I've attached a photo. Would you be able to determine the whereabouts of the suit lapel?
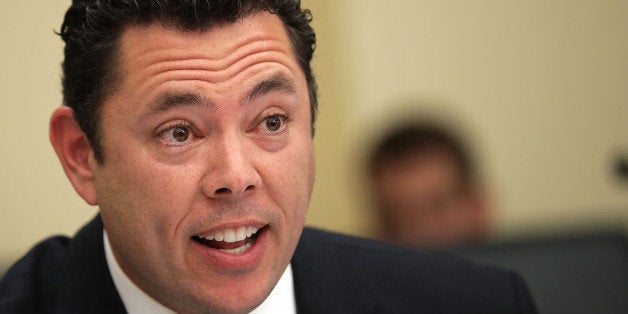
[59,215,126,313]
[292,228,376,313]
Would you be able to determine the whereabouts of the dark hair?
[369,123,475,184]
[60,0,317,163]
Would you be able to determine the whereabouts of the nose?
[202,136,261,199]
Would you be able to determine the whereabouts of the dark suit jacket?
[0,217,536,314]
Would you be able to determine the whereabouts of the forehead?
[117,11,300,92]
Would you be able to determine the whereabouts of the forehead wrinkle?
[133,37,294,81]
[138,39,291,94]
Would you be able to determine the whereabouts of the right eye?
[158,123,194,145]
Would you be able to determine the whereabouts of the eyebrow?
[142,92,216,117]
[241,74,296,105]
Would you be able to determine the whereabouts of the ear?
[49,106,98,205]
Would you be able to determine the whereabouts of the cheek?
[97,155,197,234]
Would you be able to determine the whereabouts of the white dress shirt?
[103,230,296,314]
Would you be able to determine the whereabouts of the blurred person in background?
[369,122,488,248]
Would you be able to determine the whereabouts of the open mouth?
[192,225,268,254]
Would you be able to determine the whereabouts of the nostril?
[216,188,231,194]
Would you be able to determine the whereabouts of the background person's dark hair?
[369,122,475,184]
[60,0,317,163]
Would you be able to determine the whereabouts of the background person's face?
[91,13,314,312]
[373,150,485,247]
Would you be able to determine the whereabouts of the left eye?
[159,126,192,144]
[262,114,288,132]
[264,115,283,131]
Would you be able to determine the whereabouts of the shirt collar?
[103,229,296,314]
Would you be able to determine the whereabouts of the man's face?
[90,13,314,312]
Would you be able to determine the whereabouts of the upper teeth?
[205,226,259,243]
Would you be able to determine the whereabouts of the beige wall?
[0,0,628,268]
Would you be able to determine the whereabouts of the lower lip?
[190,228,269,271]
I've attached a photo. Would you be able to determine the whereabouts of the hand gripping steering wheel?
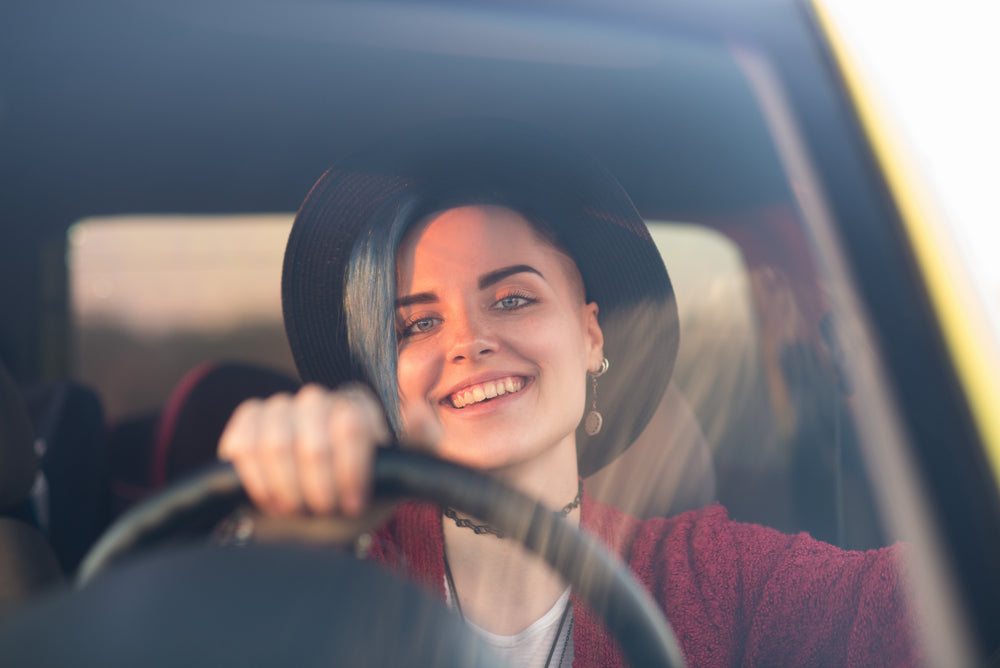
[79,448,684,667]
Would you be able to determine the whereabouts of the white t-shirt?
[445,585,573,668]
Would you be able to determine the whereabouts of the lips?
[448,376,525,408]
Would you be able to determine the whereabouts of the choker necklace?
[441,480,583,538]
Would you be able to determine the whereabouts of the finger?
[260,394,303,515]
[295,385,336,515]
[218,399,270,508]
[328,393,378,516]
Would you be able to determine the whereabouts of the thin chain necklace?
[442,480,583,538]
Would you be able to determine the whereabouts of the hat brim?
[282,120,680,476]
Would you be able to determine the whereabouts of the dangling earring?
[583,357,611,436]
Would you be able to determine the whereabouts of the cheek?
[396,350,434,402]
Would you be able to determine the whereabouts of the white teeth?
[451,378,524,408]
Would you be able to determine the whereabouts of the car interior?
[0,0,1000,658]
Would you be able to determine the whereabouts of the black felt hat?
[282,120,679,476]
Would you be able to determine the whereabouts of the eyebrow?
[479,264,545,290]
[396,264,545,308]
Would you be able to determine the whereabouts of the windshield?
[0,2,1000,666]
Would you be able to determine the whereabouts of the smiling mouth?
[448,376,524,408]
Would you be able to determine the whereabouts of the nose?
[448,314,497,362]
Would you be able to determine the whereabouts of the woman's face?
[396,206,603,470]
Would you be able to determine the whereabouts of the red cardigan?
[371,495,919,667]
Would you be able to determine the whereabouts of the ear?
[583,302,604,371]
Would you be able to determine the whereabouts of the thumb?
[402,401,442,452]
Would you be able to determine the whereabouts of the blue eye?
[494,295,535,311]
[403,318,441,336]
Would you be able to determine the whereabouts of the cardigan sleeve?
[618,506,919,666]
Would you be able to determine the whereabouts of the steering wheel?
[79,449,684,667]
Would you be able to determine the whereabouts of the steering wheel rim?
[77,448,685,667]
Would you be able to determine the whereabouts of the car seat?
[0,364,62,618]
[25,381,110,573]
[149,362,300,489]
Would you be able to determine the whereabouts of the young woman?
[220,122,915,666]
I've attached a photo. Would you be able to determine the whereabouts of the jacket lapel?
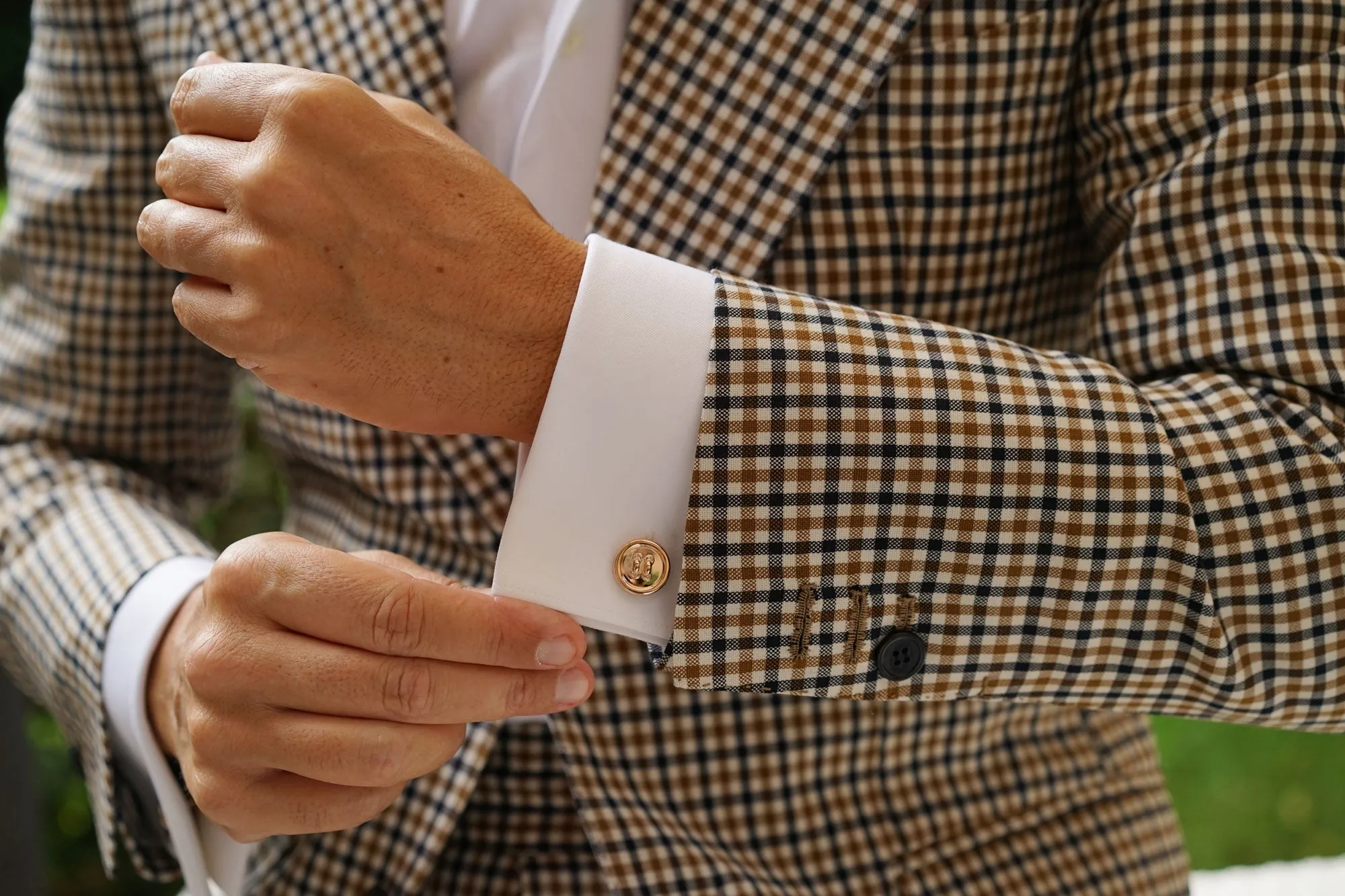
[186,0,453,124]
[592,0,925,277]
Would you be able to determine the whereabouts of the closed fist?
[139,60,585,441]
[149,533,593,842]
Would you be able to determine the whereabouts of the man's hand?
[148,533,593,842]
[139,58,585,441]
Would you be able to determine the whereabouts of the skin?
[148,533,593,842]
[139,53,585,441]
[137,54,593,842]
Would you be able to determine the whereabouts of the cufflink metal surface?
[613,538,668,595]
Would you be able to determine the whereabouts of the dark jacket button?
[873,628,924,681]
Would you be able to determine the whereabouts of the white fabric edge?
[491,235,714,646]
[102,557,250,896]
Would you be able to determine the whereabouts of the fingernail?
[555,669,588,704]
[537,638,574,666]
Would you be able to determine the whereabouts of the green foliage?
[1153,719,1345,868]
[0,191,1345,896]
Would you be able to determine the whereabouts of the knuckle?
[477,602,510,662]
[273,73,340,125]
[183,705,221,755]
[234,153,285,210]
[444,725,467,762]
[504,674,542,716]
[168,69,200,129]
[182,627,243,696]
[373,576,425,654]
[351,732,408,787]
[383,661,434,721]
[155,137,182,187]
[210,532,303,599]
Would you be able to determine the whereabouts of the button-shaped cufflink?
[873,628,925,681]
[615,538,668,595]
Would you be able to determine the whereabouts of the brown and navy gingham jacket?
[0,0,1345,893]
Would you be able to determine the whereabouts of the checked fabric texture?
[0,0,1345,895]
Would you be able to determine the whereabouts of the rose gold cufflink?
[615,538,668,595]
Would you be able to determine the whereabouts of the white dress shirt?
[102,0,714,896]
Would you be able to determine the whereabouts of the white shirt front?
[102,0,714,896]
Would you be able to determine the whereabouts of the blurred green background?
[0,0,1345,896]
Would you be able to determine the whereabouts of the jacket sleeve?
[0,0,233,877]
[663,0,1345,731]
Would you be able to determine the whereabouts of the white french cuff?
[102,557,250,896]
[492,235,714,646]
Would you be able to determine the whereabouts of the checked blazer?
[0,0,1345,893]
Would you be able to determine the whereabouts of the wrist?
[500,234,588,442]
[145,585,203,759]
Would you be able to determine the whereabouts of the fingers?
[172,277,253,367]
[213,536,584,669]
[206,631,593,725]
[350,551,453,585]
[168,60,363,140]
[183,766,402,844]
[155,134,247,211]
[136,199,231,282]
[366,90,447,136]
[249,712,467,788]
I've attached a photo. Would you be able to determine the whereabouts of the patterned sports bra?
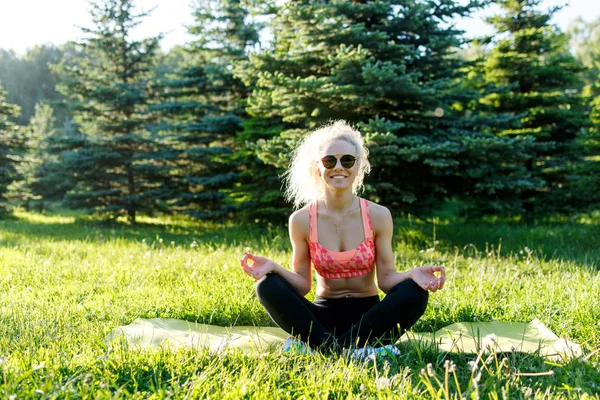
[308,197,375,279]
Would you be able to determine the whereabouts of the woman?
[241,121,446,349]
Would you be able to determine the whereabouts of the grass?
[0,212,600,399]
=-=-=-=-=
**Ваша задача**
Перепишите без изменений только тот фрагмент, что открывается строкой со словами «Would you be able to determine the whereabouts of the smiling» и закрывается строкой со словами «[371,495,919,667]». Обе эти строки включите.

**Выполненное задание**
Would you be able to determine the whereabouts of the smiling mouth?
[448,376,524,408]
Would you be able to determine the whereabouts of the nose?
[448,314,497,362]
Would you be able to determine the whereabouts of the woman's face?
[396,206,603,470]
Would you be able to determine the whereabouts of the red cardigan?
[371,495,919,667]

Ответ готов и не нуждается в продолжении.